WRITTEN INSTRUCTION
Please answer these questions using the text on Blue Ridge Produce below.
(a) What had the growers long sold to commodity markets?
(b) How many daily servings of produce are recommended for every American?
(c) To what is Seale encouraging the farms he works with to transition acreage over time?

DOCUMENT EXTRACT
— START —
Seale’s son-of-a-farmer finesse helped him convince growers who had long sold poultry or dairy to commodity markets that they could sell locally the produce they had begun to grow on the side. For the last several decades, a large swath of Virginia’s farm country has been in large-scale meat and dairy production, but Blue Ridge Produce is creating an incentive — and market — for more of those farmers to grow and sell fruits and vegetables. This effort could help chip away at the shortage of produce grown stateside (we don’t grow anywhere near enough for every American to eat their daily recommended three servings) and reduce the quantity of produce shipped from California.

But like other efforts to scale up of the local food movement, Blue Ridge has seen its share of complexity. While it may be Virginia-grown, most of the produce isn’t organic — at least not yet. But Seale is encouraging the farms he works with to transition acreage to organic over time. And while the company’s website says it will “strive to source from organic, local and low-spray producers,” it’s unclear when this will occur.
— END —
RECORDED DATA
— START —
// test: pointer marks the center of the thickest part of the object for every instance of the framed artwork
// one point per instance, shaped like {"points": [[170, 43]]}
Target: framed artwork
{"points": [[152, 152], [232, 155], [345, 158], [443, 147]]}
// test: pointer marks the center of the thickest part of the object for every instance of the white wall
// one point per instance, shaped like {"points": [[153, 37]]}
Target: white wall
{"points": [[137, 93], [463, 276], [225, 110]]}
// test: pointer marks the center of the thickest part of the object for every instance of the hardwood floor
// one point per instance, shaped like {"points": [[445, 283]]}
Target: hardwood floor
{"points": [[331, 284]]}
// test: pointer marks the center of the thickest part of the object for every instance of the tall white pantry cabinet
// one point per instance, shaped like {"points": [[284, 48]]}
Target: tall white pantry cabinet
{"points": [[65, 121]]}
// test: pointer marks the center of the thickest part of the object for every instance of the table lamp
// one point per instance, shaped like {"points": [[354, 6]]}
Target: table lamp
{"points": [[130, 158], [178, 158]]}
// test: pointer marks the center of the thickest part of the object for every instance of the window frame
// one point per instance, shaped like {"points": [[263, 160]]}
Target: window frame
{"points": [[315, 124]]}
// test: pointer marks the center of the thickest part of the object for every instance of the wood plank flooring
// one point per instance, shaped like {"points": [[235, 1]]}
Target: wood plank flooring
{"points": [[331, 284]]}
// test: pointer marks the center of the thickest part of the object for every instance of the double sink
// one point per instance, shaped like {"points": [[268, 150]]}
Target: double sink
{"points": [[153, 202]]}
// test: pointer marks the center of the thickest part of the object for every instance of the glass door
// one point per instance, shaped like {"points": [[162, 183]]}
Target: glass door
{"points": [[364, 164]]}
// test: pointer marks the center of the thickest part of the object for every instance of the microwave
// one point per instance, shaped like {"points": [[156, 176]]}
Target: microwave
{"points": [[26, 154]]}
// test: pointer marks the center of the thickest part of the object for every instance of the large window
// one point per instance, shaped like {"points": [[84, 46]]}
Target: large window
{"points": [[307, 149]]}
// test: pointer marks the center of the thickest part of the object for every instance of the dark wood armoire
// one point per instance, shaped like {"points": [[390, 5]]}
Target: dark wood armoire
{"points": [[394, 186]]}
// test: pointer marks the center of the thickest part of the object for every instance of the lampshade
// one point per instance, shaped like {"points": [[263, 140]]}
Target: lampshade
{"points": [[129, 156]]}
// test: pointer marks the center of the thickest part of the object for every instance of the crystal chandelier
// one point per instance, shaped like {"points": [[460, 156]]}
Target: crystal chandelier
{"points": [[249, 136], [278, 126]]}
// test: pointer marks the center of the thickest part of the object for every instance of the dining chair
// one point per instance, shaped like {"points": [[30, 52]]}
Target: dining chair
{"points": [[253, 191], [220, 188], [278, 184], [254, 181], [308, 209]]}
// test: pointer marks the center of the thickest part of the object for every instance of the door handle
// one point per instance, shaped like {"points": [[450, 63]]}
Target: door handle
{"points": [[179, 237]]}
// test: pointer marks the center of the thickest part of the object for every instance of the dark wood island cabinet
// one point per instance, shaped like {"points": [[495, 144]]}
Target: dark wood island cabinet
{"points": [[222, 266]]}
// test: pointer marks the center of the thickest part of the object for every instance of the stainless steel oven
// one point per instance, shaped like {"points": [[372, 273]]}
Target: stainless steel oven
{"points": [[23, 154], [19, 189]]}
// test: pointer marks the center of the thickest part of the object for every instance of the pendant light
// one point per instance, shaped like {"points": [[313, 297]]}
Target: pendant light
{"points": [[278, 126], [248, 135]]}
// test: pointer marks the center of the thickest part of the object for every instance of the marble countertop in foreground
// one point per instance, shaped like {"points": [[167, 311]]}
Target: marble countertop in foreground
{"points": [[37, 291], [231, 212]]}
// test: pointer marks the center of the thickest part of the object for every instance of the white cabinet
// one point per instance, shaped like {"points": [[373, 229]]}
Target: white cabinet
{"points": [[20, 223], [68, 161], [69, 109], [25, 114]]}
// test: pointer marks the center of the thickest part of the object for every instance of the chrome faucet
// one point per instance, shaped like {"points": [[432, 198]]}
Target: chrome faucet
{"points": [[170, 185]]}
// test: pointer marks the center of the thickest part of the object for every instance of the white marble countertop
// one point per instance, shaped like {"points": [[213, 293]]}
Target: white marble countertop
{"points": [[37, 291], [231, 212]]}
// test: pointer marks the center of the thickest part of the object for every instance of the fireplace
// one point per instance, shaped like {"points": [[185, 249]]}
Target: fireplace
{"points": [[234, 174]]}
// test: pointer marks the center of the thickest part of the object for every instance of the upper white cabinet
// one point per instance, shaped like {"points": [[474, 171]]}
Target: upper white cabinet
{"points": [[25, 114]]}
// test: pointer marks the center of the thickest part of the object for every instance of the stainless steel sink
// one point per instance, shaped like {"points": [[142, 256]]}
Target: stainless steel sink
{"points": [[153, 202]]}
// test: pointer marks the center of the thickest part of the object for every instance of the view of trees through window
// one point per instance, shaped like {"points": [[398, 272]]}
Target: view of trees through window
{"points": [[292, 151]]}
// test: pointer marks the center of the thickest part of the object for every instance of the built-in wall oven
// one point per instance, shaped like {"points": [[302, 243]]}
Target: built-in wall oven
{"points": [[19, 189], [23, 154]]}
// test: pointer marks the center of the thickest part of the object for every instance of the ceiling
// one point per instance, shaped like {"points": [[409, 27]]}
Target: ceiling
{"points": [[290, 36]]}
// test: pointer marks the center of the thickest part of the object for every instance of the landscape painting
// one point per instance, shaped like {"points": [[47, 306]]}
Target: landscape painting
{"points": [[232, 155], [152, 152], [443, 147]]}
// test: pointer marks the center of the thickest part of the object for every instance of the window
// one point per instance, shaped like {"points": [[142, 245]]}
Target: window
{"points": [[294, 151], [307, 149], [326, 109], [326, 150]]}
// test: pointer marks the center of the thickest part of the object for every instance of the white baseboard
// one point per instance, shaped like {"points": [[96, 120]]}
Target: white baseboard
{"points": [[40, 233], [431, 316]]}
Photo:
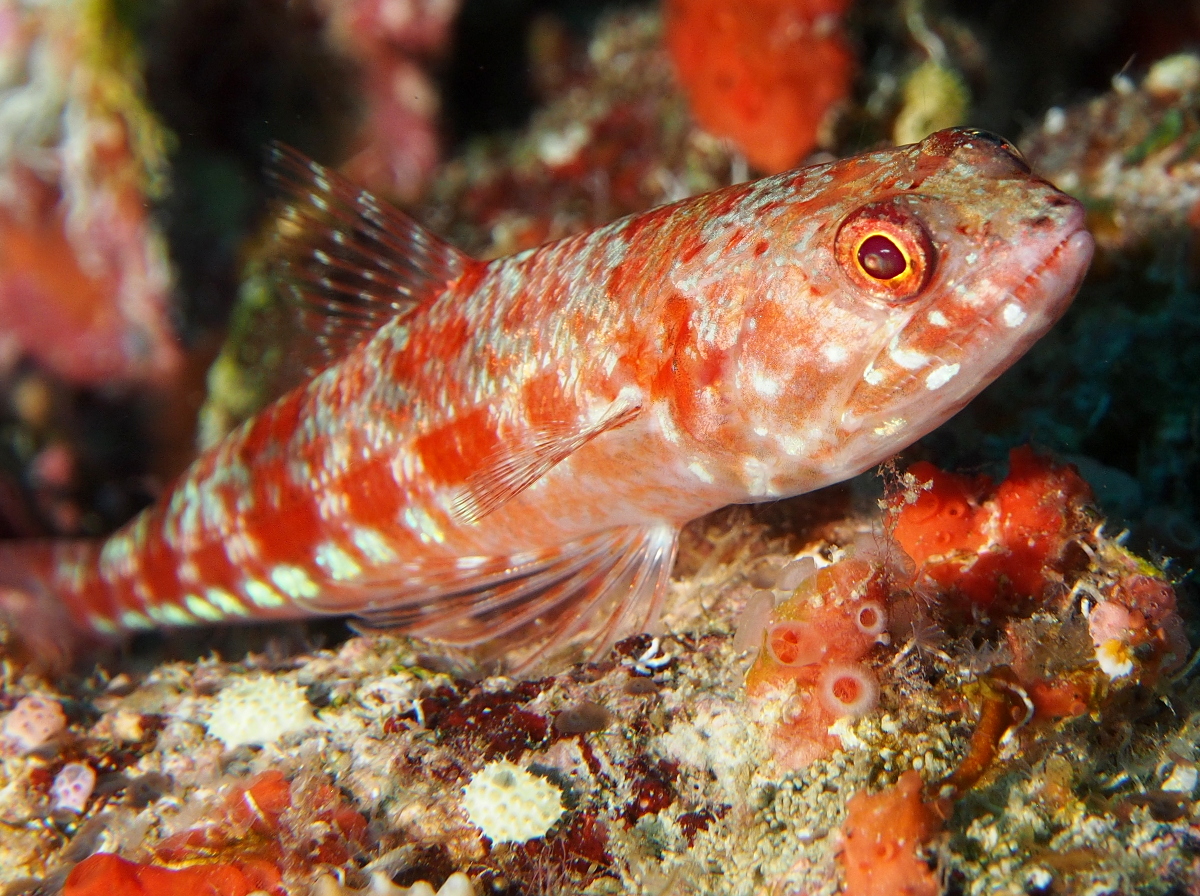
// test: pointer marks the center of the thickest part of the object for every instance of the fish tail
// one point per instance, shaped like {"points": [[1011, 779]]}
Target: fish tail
{"points": [[41, 619]]}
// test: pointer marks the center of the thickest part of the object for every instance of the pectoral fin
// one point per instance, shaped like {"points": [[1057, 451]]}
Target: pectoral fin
{"points": [[509, 471], [595, 590]]}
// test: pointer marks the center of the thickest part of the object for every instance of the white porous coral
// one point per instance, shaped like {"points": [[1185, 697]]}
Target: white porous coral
{"points": [[258, 710], [509, 804]]}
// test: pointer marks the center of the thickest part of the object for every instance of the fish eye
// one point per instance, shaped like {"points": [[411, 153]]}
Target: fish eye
{"points": [[886, 251], [881, 258]]}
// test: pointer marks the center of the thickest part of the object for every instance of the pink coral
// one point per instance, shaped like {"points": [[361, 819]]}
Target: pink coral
{"points": [[816, 645], [33, 722], [882, 839], [762, 72], [84, 277], [397, 144], [72, 787]]}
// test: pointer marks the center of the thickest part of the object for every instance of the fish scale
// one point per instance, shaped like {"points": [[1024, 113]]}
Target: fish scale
{"points": [[503, 453]]}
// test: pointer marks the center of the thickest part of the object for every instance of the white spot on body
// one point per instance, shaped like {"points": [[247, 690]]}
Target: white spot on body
{"points": [[756, 476], [240, 547], [834, 353], [294, 582], [132, 619], [909, 359], [262, 594], [202, 608], [375, 546], [889, 427], [169, 614], [1013, 314], [424, 525], [225, 601], [940, 377], [336, 561], [765, 385]]}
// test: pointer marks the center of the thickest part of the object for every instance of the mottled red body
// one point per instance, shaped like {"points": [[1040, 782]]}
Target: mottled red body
{"points": [[498, 451]]}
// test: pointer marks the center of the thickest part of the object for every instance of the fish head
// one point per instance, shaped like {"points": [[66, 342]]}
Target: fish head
{"points": [[929, 270]]}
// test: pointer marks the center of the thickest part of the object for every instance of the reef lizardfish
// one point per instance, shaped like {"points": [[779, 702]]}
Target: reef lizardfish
{"points": [[504, 452]]}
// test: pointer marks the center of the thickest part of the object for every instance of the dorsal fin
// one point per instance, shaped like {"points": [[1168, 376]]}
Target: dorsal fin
{"points": [[351, 260]]}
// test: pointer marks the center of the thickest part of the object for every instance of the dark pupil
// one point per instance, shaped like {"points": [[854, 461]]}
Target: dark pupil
{"points": [[881, 258]]}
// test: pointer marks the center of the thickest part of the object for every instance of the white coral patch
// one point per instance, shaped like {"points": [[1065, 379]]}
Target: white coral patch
{"points": [[1114, 657], [511, 805], [258, 710]]}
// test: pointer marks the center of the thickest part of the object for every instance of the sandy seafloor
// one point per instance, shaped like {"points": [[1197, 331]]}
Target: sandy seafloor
{"points": [[671, 779]]}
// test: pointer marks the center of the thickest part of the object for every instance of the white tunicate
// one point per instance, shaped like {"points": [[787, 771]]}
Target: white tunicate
{"points": [[753, 621], [793, 573]]}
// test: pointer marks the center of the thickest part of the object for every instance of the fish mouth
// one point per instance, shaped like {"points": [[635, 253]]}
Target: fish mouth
{"points": [[1054, 280]]}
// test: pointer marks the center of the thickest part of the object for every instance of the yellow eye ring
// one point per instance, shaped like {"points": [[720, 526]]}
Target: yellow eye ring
{"points": [[886, 251]]}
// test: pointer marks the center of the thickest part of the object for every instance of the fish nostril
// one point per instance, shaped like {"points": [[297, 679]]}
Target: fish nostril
{"points": [[983, 145]]}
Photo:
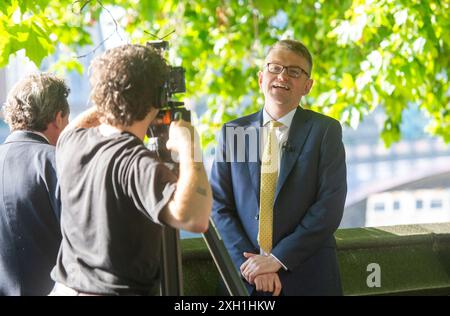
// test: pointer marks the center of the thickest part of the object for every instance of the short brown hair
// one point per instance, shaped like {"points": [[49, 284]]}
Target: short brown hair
{"points": [[295, 47], [34, 101], [127, 82]]}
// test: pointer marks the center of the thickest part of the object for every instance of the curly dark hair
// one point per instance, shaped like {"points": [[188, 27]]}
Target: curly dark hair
{"points": [[34, 101], [126, 83]]}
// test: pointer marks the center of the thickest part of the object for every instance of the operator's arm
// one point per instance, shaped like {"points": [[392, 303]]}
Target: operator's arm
{"points": [[190, 206]]}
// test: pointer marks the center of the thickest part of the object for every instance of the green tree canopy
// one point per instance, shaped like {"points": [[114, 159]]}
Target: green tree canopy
{"points": [[367, 54]]}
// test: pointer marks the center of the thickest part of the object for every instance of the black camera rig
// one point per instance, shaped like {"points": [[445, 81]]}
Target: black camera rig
{"points": [[158, 133], [170, 110]]}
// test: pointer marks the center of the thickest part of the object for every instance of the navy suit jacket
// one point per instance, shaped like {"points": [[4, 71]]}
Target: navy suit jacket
{"points": [[309, 199], [29, 215]]}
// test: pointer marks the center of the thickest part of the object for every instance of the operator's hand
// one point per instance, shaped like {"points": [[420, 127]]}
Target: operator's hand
{"points": [[182, 140]]}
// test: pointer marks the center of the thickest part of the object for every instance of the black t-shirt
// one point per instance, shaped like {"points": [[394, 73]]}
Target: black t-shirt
{"points": [[112, 192]]}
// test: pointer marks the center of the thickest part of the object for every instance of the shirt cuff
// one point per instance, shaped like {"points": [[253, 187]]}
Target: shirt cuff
{"points": [[282, 265]]}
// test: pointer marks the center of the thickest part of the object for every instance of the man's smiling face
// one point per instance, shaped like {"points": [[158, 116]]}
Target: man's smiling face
{"points": [[282, 90]]}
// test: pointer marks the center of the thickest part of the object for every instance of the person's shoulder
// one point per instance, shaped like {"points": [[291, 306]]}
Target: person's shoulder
{"points": [[320, 118], [244, 120]]}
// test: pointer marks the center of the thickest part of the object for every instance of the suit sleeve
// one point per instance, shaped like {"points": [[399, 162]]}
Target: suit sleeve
{"points": [[224, 212], [324, 216]]}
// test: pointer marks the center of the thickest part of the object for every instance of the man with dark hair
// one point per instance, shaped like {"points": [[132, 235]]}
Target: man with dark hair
{"points": [[277, 214], [115, 193], [36, 111]]}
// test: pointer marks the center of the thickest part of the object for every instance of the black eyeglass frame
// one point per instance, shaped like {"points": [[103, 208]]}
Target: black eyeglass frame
{"points": [[287, 69]]}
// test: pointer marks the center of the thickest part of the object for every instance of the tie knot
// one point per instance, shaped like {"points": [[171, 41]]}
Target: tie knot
{"points": [[274, 124]]}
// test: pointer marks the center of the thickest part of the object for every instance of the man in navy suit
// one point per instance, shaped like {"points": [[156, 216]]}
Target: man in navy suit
{"points": [[308, 194], [36, 111]]}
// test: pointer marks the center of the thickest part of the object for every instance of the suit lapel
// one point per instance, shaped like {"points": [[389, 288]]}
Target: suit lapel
{"points": [[254, 167], [298, 133]]}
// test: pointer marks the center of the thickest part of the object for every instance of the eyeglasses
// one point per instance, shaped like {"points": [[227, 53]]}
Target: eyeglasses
{"points": [[292, 71]]}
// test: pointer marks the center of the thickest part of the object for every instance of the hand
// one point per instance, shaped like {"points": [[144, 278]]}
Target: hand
{"points": [[269, 282], [258, 264], [182, 140]]}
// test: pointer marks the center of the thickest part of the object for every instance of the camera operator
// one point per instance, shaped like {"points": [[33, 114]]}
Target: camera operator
{"points": [[115, 193]]}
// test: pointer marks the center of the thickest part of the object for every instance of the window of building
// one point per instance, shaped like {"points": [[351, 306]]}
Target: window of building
{"points": [[436, 204], [419, 204], [379, 207]]}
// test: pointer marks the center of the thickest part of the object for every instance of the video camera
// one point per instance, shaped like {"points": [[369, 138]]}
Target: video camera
{"points": [[170, 110]]}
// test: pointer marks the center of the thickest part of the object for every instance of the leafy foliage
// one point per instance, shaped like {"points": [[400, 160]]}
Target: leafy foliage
{"points": [[368, 54]]}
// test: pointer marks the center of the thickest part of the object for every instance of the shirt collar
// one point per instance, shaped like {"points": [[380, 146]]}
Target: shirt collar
{"points": [[286, 120], [40, 134]]}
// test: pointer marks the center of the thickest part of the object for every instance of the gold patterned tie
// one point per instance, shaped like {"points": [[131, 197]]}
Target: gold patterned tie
{"points": [[269, 176]]}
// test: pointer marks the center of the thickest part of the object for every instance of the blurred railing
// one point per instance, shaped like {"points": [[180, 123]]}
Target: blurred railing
{"points": [[394, 260]]}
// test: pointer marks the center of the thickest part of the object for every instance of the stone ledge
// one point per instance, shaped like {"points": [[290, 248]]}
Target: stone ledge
{"points": [[413, 260]]}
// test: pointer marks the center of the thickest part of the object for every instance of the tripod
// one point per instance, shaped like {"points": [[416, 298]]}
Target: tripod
{"points": [[172, 276]]}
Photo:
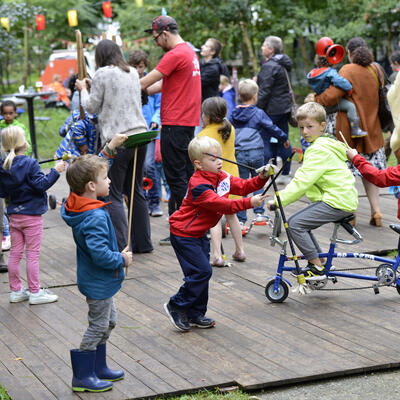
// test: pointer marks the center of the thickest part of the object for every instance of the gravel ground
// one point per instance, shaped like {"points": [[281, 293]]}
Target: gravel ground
{"points": [[372, 386]]}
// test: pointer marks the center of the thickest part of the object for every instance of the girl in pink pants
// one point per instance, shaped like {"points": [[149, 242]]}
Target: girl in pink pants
{"points": [[24, 184]]}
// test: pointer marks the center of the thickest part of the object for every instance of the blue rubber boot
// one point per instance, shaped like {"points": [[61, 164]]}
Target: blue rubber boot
{"points": [[84, 378], [101, 369]]}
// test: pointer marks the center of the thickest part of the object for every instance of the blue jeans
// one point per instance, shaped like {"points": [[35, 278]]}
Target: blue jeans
{"points": [[274, 150], [253, 158], [152, 195]]}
— END —
FINAL RESULT
(a) Poultry or dairy.
(b) Three.
(c) Organic.